** Begin LISTING **
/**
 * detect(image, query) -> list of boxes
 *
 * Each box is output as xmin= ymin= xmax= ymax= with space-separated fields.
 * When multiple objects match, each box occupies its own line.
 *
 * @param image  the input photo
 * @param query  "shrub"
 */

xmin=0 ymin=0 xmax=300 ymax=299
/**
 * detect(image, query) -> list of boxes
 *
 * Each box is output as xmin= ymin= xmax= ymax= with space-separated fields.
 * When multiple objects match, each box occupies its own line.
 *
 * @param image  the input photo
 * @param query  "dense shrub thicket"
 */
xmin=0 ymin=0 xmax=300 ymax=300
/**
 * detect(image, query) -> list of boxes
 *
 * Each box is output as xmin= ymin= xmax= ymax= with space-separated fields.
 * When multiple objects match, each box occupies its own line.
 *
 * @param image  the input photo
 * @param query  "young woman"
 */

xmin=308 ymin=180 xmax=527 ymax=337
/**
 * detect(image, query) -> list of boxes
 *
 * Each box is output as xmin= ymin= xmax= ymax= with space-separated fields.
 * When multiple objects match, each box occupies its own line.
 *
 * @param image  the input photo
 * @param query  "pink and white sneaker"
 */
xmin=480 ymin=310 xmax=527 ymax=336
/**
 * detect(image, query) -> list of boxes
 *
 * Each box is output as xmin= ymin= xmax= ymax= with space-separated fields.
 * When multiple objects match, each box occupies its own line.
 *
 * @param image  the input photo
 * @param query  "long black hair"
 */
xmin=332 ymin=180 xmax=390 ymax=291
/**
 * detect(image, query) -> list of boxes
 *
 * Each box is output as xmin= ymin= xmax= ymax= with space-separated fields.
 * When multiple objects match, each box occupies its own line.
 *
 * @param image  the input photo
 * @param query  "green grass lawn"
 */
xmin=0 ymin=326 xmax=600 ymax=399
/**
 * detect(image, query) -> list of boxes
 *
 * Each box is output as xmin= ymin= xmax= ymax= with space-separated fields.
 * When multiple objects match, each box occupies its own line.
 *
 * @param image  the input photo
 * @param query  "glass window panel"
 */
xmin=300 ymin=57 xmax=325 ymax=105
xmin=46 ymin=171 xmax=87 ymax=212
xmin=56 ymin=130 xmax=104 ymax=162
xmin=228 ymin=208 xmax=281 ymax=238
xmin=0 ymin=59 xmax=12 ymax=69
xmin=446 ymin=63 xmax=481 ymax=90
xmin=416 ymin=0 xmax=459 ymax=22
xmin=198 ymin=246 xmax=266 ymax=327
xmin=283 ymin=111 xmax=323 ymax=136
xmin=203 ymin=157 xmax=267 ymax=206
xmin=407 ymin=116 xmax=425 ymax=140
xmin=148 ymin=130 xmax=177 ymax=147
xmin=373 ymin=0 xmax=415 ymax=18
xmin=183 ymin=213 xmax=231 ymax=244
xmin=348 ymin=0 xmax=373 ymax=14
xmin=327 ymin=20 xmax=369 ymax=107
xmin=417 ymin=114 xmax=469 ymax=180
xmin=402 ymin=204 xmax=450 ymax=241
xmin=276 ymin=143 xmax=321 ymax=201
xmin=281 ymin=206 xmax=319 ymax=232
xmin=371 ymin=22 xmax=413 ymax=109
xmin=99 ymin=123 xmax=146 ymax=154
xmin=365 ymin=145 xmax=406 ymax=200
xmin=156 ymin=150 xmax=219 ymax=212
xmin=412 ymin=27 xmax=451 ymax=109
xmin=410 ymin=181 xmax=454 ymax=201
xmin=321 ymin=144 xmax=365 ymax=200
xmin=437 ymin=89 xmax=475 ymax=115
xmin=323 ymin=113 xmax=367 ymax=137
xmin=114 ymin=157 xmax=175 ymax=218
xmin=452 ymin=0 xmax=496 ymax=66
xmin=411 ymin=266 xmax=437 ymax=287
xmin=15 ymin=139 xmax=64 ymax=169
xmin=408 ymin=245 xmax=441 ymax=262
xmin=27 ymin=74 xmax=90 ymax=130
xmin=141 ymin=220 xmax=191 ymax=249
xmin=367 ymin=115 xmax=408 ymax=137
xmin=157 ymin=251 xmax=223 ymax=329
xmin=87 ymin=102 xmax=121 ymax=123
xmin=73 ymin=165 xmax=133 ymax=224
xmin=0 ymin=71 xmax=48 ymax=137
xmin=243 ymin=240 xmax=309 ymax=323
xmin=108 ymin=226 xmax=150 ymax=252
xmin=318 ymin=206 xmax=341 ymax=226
** End LISTING **
### [TASK TO COMPLETE]
Please set down every one of the records above again, line for line, with no character changed.

### [PROBLEM SOLUTION]
/**
 * detect(image, query) -> list of boxes
 *
 * Each box is output as xmin= ymin= xmax= ymax= with space-separated fields.
 * When multiple objects match, each box occupies its own line.
 *
 * @param image  the input photo
 * @param query  "shrub"
 */

xmin=0 ymin=0 xmax=300 ymax=299
/**
 * detect(image, query) -> list of boxes
 *
 * Each box is output as xmin= ymin= xmax= ymax= with space-separated fields.
 * When multiple objects match, each box occupies its own line.
 *
 * @param image  the input photo
 * @param query  "dense shrub thicket"
 */
xmin=0 ymin=0 xmax=300 ymax=300
/**
 * detect(image, query) -> list of boxes
 *
 * Each box is output as xmin= ymin= xmax= ymax= with space-separated fields.
 * When multiple objects match, each box occupies its own line.
 *
 * @param image  the input photo
 * @param query  "young woman"
 */

xmin=308 ymin=180 xmax=527 ymax=337
/**
 * detect(image, query) -> list of boxes
 *
 * Each box is output as xmin= ymin= xmax= ymax= with space-separated fields.
 * When multiple objects match, each box occupies its own line.
 *
 * @param image  the input photo
 * @param query  "pink and white sneaker"
 */
xmin=480 ymin=310 xmax=527 ymax=336
/**
 * detect(image, query) -> list of boxes
 *
 * Each box is output as xmin= ymin= xmax= ymax= with space-separated fields.
 * When multiple objects match, each box occupies its own line.
 *
 * @param image  the input photo
 * @param query  "long black hair"
 */
xmin=332 ymin=180 xmax=390 ymax=291
/**
 * detect(image, query) -> list of boxes
 *
 * Each box is output as xmin= ymin= xmax= ymax= with space-separated fields.
 * When multiple objects match, each box occupies its own line.
 *
 * @param image  the input photo
 * @param query  "green grass lawn"
 */
xmin=0 ymin=326 xmax=600 ymax=399
/**
 * detect(image, query) -> list of boxes
 *
 * Each box is output as xmin= ymin= xmax= ymax= with space-separated fields.
 * When multiple objects match, each box occupies its own line.
 *
 * @param image  the input photo
 * @param query  "glass window panel"
 */
xmin=300 ymin=57 xmax=325 ymax=105
xmin=46 ymin=171 xmax=87 ymax=212
xmin=56 ymin=130 xmax=104 ymax=162
xmin=228 ymin=208 xmax=281 ymax=238
xmin=0 ymin=59 xmax=12 ymax=69
xmin=446 ymin=63 xmax=481 ymax=90
xmin=416 ymin=0 xmax=459 ymax=22
xmin=198 ymin=246 xmax=266 ymax=327
xmin=283 ymin=111 xmax=323 ymax=136
xmin=203 ymin=157 xmax=267 ymax=206
xmin=407 ymin=116 xmax=425 ymax=140
xmin=148 ymin=130 xmax=177 ymax=147
xmin=373 ymin=0 xmax=415 ymax=18
xmin=183 ymin=213 xmax=231 ymax=244
xmin=348 ymin=0 xmax=373 ymax=14
xmin=327 ymin=20 xmax=369 ymax=107
xmin=417 ymin=114 xmax=469 ymax=180
xmin=402 ymin=204 xmax=450 ymax=241
xmin=276 ymin=143 xmax=321 ymax=201
xmin=281 ymin=206 xmax=319 ymax=232
xmin=371 ymin=22 xmax=413 ymax=109
xmin=99 ymin=123 xmax=146 ymax=154
xmin=365 ymin=145 xmax=406 ymax=200
xmin=156 ymin=150 xmax=219 ymax=212
xmin=412 ymin=27 xmax=451 ymax=109
xmin=410 ymin=181 xmax=454 ymax=201
xmin=321 ymin=144 xmax=365 ymax=200
xmin=437 ymin=89 xmax=475 ymax=115
xmin=323 ymin=113 xmax=367 ymax=137
xmin=114 ymin=157 xmax=175 ymax=218
xmin=452 ymin=0 xmax=496 ymax=66
xmin=411 ymin=266 xmax=437 ymax=287
xmin=15 ymin=139 xmax=64 ymax=169
xmin=408 ymin=245 xmax=441 ymax=262
xmin=27 ymin=74 xmax=90 ymax=130
xmin=141 ymin=220 xmax=191 ymax=249
xmin=367 ymin=115 xmax=408 ymax=137
xmin=157 ymin=251 xmax=223 ymax=329
xmin=87 ymin=102 xmax=121 ymax=123
xmin=73 ymin=165 xmax=133 ymax=224
xmin=0 ymin=71 xmax=48 ymax=137
xmin=243 ymin=240 xmax=309 ymax=323
xmin=108 ymin=226 xmax=150 ymax=252
xmin=318 ymin=206 xmax=341 ymax=226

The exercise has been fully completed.